| Work instruction |
Return the listing below word for word.

--- START ---

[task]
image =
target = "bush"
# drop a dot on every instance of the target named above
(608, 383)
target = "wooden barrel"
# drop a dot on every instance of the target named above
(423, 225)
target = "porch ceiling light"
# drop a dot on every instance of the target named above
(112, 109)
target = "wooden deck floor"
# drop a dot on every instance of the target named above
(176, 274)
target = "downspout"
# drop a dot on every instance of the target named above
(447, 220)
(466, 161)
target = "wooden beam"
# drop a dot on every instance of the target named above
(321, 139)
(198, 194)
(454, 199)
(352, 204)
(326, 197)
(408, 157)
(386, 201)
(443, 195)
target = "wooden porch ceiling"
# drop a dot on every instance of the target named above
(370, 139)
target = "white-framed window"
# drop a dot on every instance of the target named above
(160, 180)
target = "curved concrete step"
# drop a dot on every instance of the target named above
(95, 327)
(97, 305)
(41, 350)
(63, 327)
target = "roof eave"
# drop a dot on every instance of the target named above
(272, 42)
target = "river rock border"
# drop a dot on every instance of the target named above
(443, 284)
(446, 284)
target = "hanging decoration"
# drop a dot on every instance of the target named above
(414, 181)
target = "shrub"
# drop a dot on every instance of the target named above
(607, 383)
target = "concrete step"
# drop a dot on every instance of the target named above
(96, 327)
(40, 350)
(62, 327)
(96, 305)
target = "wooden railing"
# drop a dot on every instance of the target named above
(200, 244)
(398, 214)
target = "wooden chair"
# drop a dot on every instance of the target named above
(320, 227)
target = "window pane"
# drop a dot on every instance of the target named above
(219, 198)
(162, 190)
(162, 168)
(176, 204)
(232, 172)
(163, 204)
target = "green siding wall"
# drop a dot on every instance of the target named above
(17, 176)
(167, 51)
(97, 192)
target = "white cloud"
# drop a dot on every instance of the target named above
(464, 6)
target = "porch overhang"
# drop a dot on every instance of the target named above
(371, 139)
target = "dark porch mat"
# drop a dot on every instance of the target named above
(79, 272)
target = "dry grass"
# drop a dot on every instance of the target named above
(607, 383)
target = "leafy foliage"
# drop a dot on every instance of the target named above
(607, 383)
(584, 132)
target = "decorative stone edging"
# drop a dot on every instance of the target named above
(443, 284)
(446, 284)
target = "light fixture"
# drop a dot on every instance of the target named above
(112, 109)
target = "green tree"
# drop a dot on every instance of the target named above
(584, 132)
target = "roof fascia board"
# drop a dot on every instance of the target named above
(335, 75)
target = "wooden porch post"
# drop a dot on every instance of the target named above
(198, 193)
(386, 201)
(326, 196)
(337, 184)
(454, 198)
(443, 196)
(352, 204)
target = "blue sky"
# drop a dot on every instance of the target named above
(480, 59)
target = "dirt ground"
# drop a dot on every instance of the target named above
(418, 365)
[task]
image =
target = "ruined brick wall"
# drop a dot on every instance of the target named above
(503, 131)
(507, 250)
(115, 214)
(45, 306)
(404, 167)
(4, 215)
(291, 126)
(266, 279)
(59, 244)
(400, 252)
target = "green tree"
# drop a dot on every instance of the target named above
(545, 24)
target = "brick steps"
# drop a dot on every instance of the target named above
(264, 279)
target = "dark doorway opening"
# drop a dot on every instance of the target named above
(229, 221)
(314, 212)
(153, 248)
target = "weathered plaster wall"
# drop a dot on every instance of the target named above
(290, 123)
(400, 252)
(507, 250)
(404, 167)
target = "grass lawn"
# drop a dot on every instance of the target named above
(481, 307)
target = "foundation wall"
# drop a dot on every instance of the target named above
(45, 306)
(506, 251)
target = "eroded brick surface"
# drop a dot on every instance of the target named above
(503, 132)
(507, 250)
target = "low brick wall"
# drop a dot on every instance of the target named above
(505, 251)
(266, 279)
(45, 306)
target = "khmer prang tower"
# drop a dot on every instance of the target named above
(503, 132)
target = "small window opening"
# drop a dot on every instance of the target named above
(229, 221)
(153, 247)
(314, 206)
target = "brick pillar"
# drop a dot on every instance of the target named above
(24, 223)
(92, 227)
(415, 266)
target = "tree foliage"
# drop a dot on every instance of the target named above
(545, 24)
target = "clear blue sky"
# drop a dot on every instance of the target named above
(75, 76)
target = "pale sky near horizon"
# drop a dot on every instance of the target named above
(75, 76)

--- END ---

| Result |
[task]
image =
target = "bush"
# drop a dot on every instance of the target named above
(608, 383)
target = "wooden barrel"
# drop a dot on every instance of the target named above
(423, 225)
target = "porch ceiling light"
# drop a dot on every instance of the target named above
(112, 109)
target = "wooden deck floor"
# drop a dot on every instance of the target named above
(176, 274)
target = "downspout"
# drop a dot on every instance of the target named above
(447, 220)
(466, 161)
target = "wooden beam"
# drop a dot on every instance of the target named above
(321, 139)
(198, 194)
(454, 199)
(352, 204)
(326, 197)
(408, 157)
(386, 201)
(443, 195)
target = "wooden porch ceiling"
# drop a dot on every instance of the target named above
(370, 139)
target = "white-framed window"
# drop a dot on every instance of the target named above
(160, 180)
target = "curved concrete step"
# drop a dot on every instance of the target named above
(95, 327)
(97, 305)
(41, 350)
(63, 327)
target = "roof eave"
# drop a dot on every instance of the target named above
(272, 42)
target = "river rock border"
# drop a dot on every instance of the target named above
(443, 284)
(446, 284)
target = "hanging decoration"
# drop a dot on every instance of the target named above
(414, 181)
target = "shrub"
# drop a dot on every instance of the target named above
(607, 383)
target = "concrete step"
# drop a dot on every instance of the target named above
(96, 327)
(40, 350)
(62, 327)
(96, 305)
target = "wooden railing"
# drop a dot on every instance of the target named above
(200, 244)
(398, 214)
target = "wooden chair"
# drop a dot on every instance of the target named above
(320, 227)
target = "window pane"
# drop a dot on every instance of the target named above
(219, 198)
(162, 190)
(162, 168)
(176, 204)
(232, 172)
(163, 204)
target = "green siding wall"
# drop a dot on every instance of the target named above
(17, 176)
(167, 51)
(97, 192)
target = "white cloud"
# drop a dot on every instance of the target named above
(464, 6)
target = "porch overhang"
# drop a dot on every instance of the target named above
(371, 139)
target = "dark porch mat"
# drop a dot on every instance of the target named above
(79, 272)
target = "dry grass"
# drop a dot on every instance of the target named above
(607, 383)
target = "leafy foliage"
# drop a dot on every instance of the target named above
(607, 383)
(584, 132)
target = "decorative stone edging"
# drop a dot on every instance of the target named above
(443, 284)
(446, 284)
target = "light fixture"
# drop a dot on every instance of the target named above
(112, 109)
target = "green tree"
# drop a dot on every instance of the target named above
(584, 132)
target = "roof fascia board"
# drop a dot on every instance of the target named above
(335, 75)
target = "wooden porch post"
# drop a dot on every instance of the target named above
(198, 193)
(386, 201)
(326, 196)
(337, 184)
(454, 198)
(443, 196)
(352, 204)
target = "blue sky"
# drop a dot on every instance of the target named above
(480, 59)
target = "dirt ground"
# drop a dot on every instance of the target named above
(418, 365)
[task]
image =
target = "ruined brick wall"
# drop a dot on every instance of the target named above
(503, 131)
(507, 250)
(115, 214)
(45, 306)
(404, 167)
(4, 215)
(291, 126)
(266, 279)
(59, 244)
(400, 252)
target = "green tree"
# drop a dot on every instance of the target named above
(545, 24)
target = "brick steps"
# drop a dot on every instance of the target named above
(264, 279)
target = "dark doorway opening"
# drop a dot on every instance of the target named above
(229, 221)
(314, 212)
(153, 248)
target = "weathered plaster wall"
# drop a dot on every instance of the target named above
(290, 123)
(400, 252)
(507, 250)
(404, 167)
target = "grass lawn"
# drop a dot on every instance of the target named above
(481, 307)
target = "foundation wall"
# drop a dot on every instance of the target named above
(45, 306)
(506, 251)
target = "eroded brick surface"
# drop a dot on every instance of the target named above
(503, 132)
(507, 250)
target = "low brick wall"
# drop a dot on every instance of the target named above
(505, 251)
(266, 279)
(45, 306)
target = "khmer prang tower"
# drop a dot on every instance of the target named above
(503, 132)
target = "small window opening"
# drop a dot on every instance of the target named above
(229, 221)
(153, 247)
(314, 206)
target = "brick pillar"
# drop a dot on every instance of the target named above
(24, 223)
(92, 227)
(415, 266)
target = "tree foliage"
# drop a dot on every instance of the target named above
(545, 24)
target = "clear blue sky"
# drop a dot on every instance of the target named above
(75, 76)
target = "pale sky near horizon"
# drop a dot on every instance of the target named above
(75, 76)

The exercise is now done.